> [WHAT THE TASK REQUIRES]:
Please render each line of the records below as a JSON list of strings, one string per line, with blank lines omitted. Leave the pictures out of the list.

> [PROVIDED RECORDS]:
____________________
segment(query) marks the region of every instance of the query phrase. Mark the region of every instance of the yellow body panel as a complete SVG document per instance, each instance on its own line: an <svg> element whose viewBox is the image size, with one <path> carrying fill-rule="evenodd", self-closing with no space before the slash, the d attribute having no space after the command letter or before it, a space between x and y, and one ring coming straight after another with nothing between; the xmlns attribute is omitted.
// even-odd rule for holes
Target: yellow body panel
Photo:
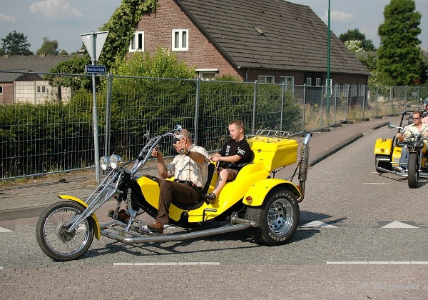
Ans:
<svg viewBox="0 0 428 300"><path fill-rule="evenodd" d="M285 185L288 186L297 198L301 196L299 189L291 181L280 179L266 179L260 180L252 184L250 189L246 191L244 196L243 203L252 206L260 206L263 204L268 193L274 187L279 185ZM247 197L251 197L252 201L247 201Z"/></svg>
<svg viewBox="0 0 428 300"><path fill-rule="evenodd" d="M254 151L254 162L263 161L269 173L297 161L298 144L294 139L257 136L248 139L248 144Z"/></svg>
<svg viewBox="0 0 428 300"><path fill-rule="evenodd" d="M86 208L88 207L87 203L86 203L84 201L81 200L78 198L74 197L73 196L58 195L58 197L61 198L61 199L71 200L71 201L73 201L75 202L82 204L83 206L85 206ZM96 238L96 239L100 239L101 234L101 229L100 229L100 224L98 221L98 219L96 218L96 216L95 215L95 214L92 214L92 215L91 215L91 218L92 218L93 226L95 227L95 237Z"/></svg>
<svg viewBox="0 0 428 300"><path fill-rule="evenodd" d="M377 139L374 144L374 154L389 155L392 149L392 139Z"/></svg>

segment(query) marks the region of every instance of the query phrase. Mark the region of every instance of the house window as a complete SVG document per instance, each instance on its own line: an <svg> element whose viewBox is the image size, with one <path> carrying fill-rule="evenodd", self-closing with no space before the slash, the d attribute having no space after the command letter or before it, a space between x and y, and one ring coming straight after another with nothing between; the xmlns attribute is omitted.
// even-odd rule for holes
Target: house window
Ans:
<svg viewBox="0 0 428 300"><path fill-rule="evenodd" d="M173 29L173 51L189 49L189 29Z"/></svg>
<svg viewBox="0 0 428 300"><path fill-rule="evenodd" d="M129 51L135 52L137 51L144 51L144 31L136 31L131 40Z"/></svg>
<svg viewBox="0 0 428 300"><path fill-rule="evenodd" d="M262 84L275 84L275 76L259 76L258 80Z"/></svg>
<svg viewBox="0 0 428 300"><path fill-rule="evenodd" d="M294 90L294 77L293 76L280 76L280 84L285 85L286 91Z"/></svg>
<svg viewBox="0 0 428 300"><path fill-rule="evenodd" d="M363 84L360 84L358 86L358 96L364 96L365 91L365 86Z"/></svg>
<svg viewBox="0 0 428 300"><path fill-rule="evenodd" d="M351 84L351 97L357 96L357 84L353 82Z"/></svg>
<svg viewBox="0 0 428 300"><path fill-rule="evenodd" d="M335 91L334 91L334 95L335 97L340 97L340 84L339 83L335 83Z"/></svg>

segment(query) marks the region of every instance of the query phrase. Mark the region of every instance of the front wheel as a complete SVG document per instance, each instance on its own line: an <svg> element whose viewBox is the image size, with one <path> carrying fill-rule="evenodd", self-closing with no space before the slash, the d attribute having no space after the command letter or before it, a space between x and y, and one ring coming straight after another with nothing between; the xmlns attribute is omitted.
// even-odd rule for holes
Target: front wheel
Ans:
<svg viewBox="0 0 428 300"><path fill-rule="evenodd" d="M417 154L411 152L409 154L408 177L407 184L410 189L415 189L417 186L417 180L419 177L419 165L417 164Z"/></svg>
<svg viewBox="0 0 428 300"><path fill-rule="evenodd" d="M245 219L257 222L251 236L260 244L277 246L292 238L299 224L300 211L296 196L284 188L271 191L261 206L247 207Z"/></svg>
<svg viewBox="0 0 428 300"><path fill-rule="evenodd" d="M56 261L66 261L86 252L93 239L92 219L86 219L71 231L64 226L84 210L78 203L65 201L51 205L42 213L37 221L36 236L45 254Z"/></svg>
____________________
> [CORRECT ANSWER]:
[
  "segment(query) marks the region of every instance of the query phrase. Mark the region of every instance of the yellow body panel as a complete SVG document per instance, each instance on its own line: an <svg> element whose viewBox is the image size, with one <path> carrying fill-rule=\"evenodd\", self-closing with no space before the slash, the d attribute having no space after the command letter or before it, a space between x and y, and one ring coming straight after another with nothing between; the xmlns attribute is omitted.",
  "// even-odd rule for holes",
  "Target: yellow body panel",
  "Photo:",
  "Ans:",
  "<svg viewBox=\"0 0 428 300\"><path fill-rule=\"evenodd\" d=\"M285 185L288 186L297 198L301 196L299 189L291 181L280 179L266 179L260 180L252 184L250 189L246 191L244 196L243 203L252 206L260 206L263 204L268 193L274 187L279 185ZM247 197L251 197L252 201L247 201Z\"/></svg>",
  "<svg viewBox=\"0 0 428 300\"><path fill-rule=\"evenodd\" d=\"M254 151L254 162L263 161L269 173L297 161L298 144L294 139L257 136L248 139L248 144Z\"/></svg>",
  "<svg viewBox=\"0 0 428 300\"><path fill-rule=\"evenodd\" d=\"M86 208L88 207L87 203L86 203L84 201L81 200L78 198L74 197L73 196L58 195L58 197L61 198L61 199L71 200L71 201L73 201L75 202L82 204L83 206L85 206ZM96 238L96 239L100 239L101 234L101 229L100 229L100 224L98 221L98 219L96 218L96 216L95 215L95 214L92 214L92 215L91 215L91 218L92 218L93 226L95 227L95 237Z\"/></svg>",
  "<svg viewBox=\"0 0 428 300\"><path fill-rule=\"evenodd\" d=\"M377 139L374 144L374 154L389 155L392 149L392 139Z\"/></svg>",
  "segment(query) marks the region of every instance of the query phrase. Mark the region of every instance of the house window as a complete SVG document per instance, each instance on its own line: an <svg> element whose viewBox is the image size, with one <path> carrying fill-rule=\"evenodd\", self-closing with no space before the slash, the d attribute having no space after the command letter or before it, a space between x and y, and one ring coming straight after another with nothing between; the xmlns attribute is omitted.",
  "// even-odd rule for holes",
  "Target: house window",
  "Ans:",
  "<svg viewBox=\"0 0 428 300\"><path fill-rule=\"evenodd\" d=\"M173 29L173 51L189 49L189 29Z\"/></svg>",
  "<svg viewBox=\"0 0 428 300\"><path fill-rule=\"evenodd\" d=\"M129 51L135 52L137 51L144 51L144 31L136 31L131 40Z\"/></svg>",
  "<svg viewBox=\"0 0 428 300\"><path fill-rule=\"evenodd\" d=\"M262 84L275 84L275 76L259 76L258 80Z\"/></svg>",
  "<svg viewBox=\"0 0 428 300\"><path fill-rule=\"evenodd\" d=\"M294 90L294 77L293 76L280 76L280 84L285 85L286 91Z\"/></svg>",
  "<svg viewBox=\"0 0 428 300\"><path fill-rule=\"evenodd\" d=\"M363 84L360 84L358 86L358 96L364 96L365 91L365 86Z\"/></svg>",
  "<svg viewBox=\"0 0 428 300\"><path fill-rule=\"evenodd\" d=\"M351 84L351 97L357 96L357 84L353 82Z\"/></svg>",
  "<svg viewBox=\"0 0 428 300\"><path fill-rule=\"evenodd\" d=\"M335 91L334 91L334 95L335 97L340 97L340 84L339 83L335 83Z\"/></svg>",
  "segment(query) marks the region of every instance of the query phrase. Mark the region of every instance of the front wheel as a complete SVG document per instance, each instance on its own line: an <svg> element whose viewBox is the image size, with one <path> carrying fill-rule=\"evenodd\", self-closing with no space before the slash, the d attribute having no space after the command letter or before it, a space between x and y, and one ring coming straight after another with nothing between; the xmlns attribute is omitted.",
  "// even-odd rule for holes",
  "Target: front wheel",
  "Ans:",
  "<svg viewBox=\"0 0 428 300\"><path fill-rule=\"evenodd\" d=\"M417 154L411 152L409 154L408 177L407 184L410 189L415 189L417 186L417 180L419 177L419 165L417 164Z\"/></svg>",
  "<svg viewBox=\"0 0 428 300\"><path fill-rule=\"evenodd\" d=\"M245 219L257 222L251 236L260 244L277 246L292 238L299 224L300 211L296 196L284 188L271 191L261 206L247 207Z\"/></svg>",
  "<svg viewBox=\"0 0 428 300\"><path fill-rule=\"evenodd\" d=\"M56 261L66 261L86 252L93 239L92 219L86 219L71 231L64 226L84 210L78 203L65 201L51 205L42 213L37 221L36 236L45 254Z\"/></svg>"
]